• **TASK DESCRIPTION**:
For this exercise, write out exactly the lines from the line containing "sail in this photo." through the last line of the records, and no other lines.

== DATA SUPPLIED ==

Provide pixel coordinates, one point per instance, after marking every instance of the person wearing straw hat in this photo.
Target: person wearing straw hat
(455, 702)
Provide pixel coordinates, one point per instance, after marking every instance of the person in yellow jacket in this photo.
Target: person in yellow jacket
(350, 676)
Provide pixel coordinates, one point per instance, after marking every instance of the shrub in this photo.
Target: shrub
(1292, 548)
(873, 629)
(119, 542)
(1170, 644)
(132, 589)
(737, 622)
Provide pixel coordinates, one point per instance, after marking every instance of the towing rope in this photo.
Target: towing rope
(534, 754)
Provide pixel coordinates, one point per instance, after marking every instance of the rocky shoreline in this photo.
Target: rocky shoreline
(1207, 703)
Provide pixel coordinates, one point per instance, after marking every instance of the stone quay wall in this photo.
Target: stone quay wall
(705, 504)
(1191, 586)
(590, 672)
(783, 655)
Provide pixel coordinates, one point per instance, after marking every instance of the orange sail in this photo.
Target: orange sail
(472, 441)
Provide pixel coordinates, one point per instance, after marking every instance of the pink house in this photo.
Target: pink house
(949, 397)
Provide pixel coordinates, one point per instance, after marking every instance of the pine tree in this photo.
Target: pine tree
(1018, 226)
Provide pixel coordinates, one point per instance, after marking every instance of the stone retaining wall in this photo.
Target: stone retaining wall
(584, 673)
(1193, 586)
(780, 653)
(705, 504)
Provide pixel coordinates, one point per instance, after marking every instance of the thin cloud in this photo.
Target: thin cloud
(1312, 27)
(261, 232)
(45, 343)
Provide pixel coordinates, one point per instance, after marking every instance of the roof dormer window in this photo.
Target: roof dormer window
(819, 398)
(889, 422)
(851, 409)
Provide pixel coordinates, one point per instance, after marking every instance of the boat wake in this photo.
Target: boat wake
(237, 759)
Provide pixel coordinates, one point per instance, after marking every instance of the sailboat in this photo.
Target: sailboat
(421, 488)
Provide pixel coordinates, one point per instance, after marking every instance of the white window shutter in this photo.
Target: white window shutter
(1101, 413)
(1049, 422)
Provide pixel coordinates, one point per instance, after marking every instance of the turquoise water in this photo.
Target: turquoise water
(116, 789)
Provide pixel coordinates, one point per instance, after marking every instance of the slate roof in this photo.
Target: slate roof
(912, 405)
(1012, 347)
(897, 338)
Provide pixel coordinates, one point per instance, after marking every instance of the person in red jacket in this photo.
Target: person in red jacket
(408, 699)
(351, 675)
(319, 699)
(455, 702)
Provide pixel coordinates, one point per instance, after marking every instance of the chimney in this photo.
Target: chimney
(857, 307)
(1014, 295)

===

• **RESPONSE**:
Provide pixel coordinates, one point per instance, after marking every instance of the orange sail in this photo.
Target: orange sail
(472, 441)
Provide pixel coordinates, one point per instance, after marking every instance of the pink house in this photo.
Target: pink house
(949, 397)
Provide pixel coordinates, one point per instance, after marking every instance of the pine tree in this photo.
Target: pine tree
(1018, 226)
Provide pixel coordinates, one point per instance, after marking every instance of the stone retaining wall in this photo.
Target: stone retaining wall
(584, 673)
(1193, 586)
(780, 653)
(705, 504)
Provide pixel coordinates, one point per instance, after marking every instance of the thin cloud in this photo.
Target: thin cloud
(1312, 27)
(261, 232)
(45, 343)
Provide pixel coordinates, one point per instance, after marking every instance of the roof dormer window in this photo.
Target: roof dormer window
(819, 398)
(889, 422)
(851, 409)
Provide pixel coordinates, one point per instance, after marking every instance of the boat wake in this photo.
Target: boat wake
(237, 759)
Provide pixel coordinates, one point per instance, after marking every instance of the sailboat in this photo.
Target: sailboat
(421, 488)
Provide pixel coordinates, one point per instance, after marking every instance of the white window shutter in this photo.
Target: white window shutter
(1101, 413)
(1049, 422)
Provide pixel coordinates, one point per instance, after marking every instance of the turquoise water in this photo.
Target: turquoise water
(116, 789)
Provide pixel coordinates, one point per instance, after marking every instance of the slate roof in this photo.
Target: slate roof
(912, 405)
(1012, 347)
(897, 338)
Provide pixel coordinates, one point per instance, after marking every instance of the person in red jacket in this photo.
Target: person in red jacket
(408, 699)
(351, 675)
(319, 699)
(455, 702)
Provide pixel coordinates, one point per instance, after marking every instance of the chimney in this photo.
Target: chimney
(857, 307)
(1014, 295)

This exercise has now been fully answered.